— START OF DATA SECTION —
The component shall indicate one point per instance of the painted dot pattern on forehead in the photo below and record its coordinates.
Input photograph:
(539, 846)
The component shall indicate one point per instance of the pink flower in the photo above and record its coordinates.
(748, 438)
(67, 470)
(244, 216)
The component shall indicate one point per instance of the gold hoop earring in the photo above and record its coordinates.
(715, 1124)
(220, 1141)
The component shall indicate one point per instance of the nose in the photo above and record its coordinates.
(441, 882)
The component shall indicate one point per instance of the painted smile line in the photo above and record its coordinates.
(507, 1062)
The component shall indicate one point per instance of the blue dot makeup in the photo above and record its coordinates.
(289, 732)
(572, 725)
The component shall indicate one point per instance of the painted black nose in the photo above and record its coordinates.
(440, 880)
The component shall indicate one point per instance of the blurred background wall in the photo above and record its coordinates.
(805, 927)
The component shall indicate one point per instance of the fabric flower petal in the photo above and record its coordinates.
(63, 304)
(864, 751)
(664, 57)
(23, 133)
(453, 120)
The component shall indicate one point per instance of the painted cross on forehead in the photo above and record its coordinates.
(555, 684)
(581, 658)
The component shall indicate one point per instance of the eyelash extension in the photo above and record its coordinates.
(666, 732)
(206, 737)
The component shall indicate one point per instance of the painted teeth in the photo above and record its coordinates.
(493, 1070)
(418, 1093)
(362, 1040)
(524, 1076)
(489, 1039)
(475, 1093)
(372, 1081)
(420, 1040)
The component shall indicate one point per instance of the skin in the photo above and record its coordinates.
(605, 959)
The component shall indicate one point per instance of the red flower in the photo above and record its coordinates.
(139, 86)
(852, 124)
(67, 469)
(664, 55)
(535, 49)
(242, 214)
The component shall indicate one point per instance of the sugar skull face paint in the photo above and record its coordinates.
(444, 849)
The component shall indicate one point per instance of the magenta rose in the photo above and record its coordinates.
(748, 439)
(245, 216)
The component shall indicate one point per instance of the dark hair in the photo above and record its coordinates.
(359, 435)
— END OF DATA SECTION —
Present every line of the records above as a Markdown table with two columns, Row and Line. Number the rows and omit any blank lines.

| Row | Line |
|---|---|
| 1 | The component shall indicate one point per instance of the painted dot pattern on forehead in the photo below and record its coordinates. |
| 2 | Input photograph: |
| 3 | (539, 846) |
| 4 | The component shall indicate one point per instance of the pink flower in the photo above and record its coordinates. |
| 5 | (748, 438) |
| 6 | (67, 470) |
| 7 | (244, 216) |
| 8 | The component shall indicate one point per instance of the gold hoop earring in the photo above and record its coordinates. |
| 9 | (715, 1124) |
| 10 | (220, 1141) |
| 11 | The component shall indicate one point per instance of the nose in the photo above and record its coordinates. |
| 12 | (441, 882) |
| 13 | The component shall indicate one point per instance of the painted smile line in the photo above and record its coordinates. |
| 14 | (507, 1062) |
| 15 | The component shall indicate one point per instance of the blue dot makeup in the photo above and record its coordinates. |
| 16 | (289, 732) |
| 17 | (572, 725) |
| 18 | The component shall indicate one point per instance of the painted black nose in the photo above and record its coordinates. |
| 19 | (440, 880) |
| 20 | The component shall indicate one point per instance of the blurred background wall in the photo above and record its coordinates. |
| 21 | (805, 927) |
| 22 | The component shall indicate one point per instance of the fabric flower petal in the photo above and record its coordinates. |
| 23 | (63, 304) |
| 24 | (864, 751) |
| 25 | (664, 57) |
| 26 | (23, 133) |
| 27 | (453, 120) |
| 28 | The component shall indicate one point per instance of the painted cross on forehead in the photo above and record its coordinates. |
| 29 | (555, 684) |
| 30 | (581, 658) |
| 31 | The component shall indicate one point per instance of the eyelash extension in the photo above and record its coordinates. |
| 32 | (666, 732) |
| 33 | (206, 737) |
| 34 | The component shall indicate one point per instance of the painted teeth in the photo above and record its coordinates. |
| 35 | (493, 1070) |
| 36 | (418, 1093) |
| 37 | (362, 1040) |
| 38 | (524, 1076) |
| 39 | (489, 1039) |
| 40 | (475, 1093) |
| 41 | (372, 1081) |
| 42 | (420, 1040) |
| 43 | The component shall indicate one point per instance of the skin in the photo above and record its coordinates. |
| 44 | (605, 959) |
| 45 | The component shall indicate one point per instance of the red flower in the photo above and record its coordinates. |
| 46 | (139, 86) |
| 47 | (852, 124) |
| 48 | (67, 469) |
| 49 | (664, 55) |
| 50 | (535, 49) |
| 51 | (242, 214) |
| 52 | The component shall indicate one point per instance of the sugar skull face paint in the photo above and record its coordinates. |
| 53 | (444, 849) |
| 54 | The component shall indicate one point per instance of the magenta rose in the photo above and record its coordinates. |
| 55 | (748, 439) |
| 56 | (245, 216) |
| 57 | The component shall indicate one point per instance of the dark hair in the photo above and record its coordinates. |
| 58 | (359, 435) |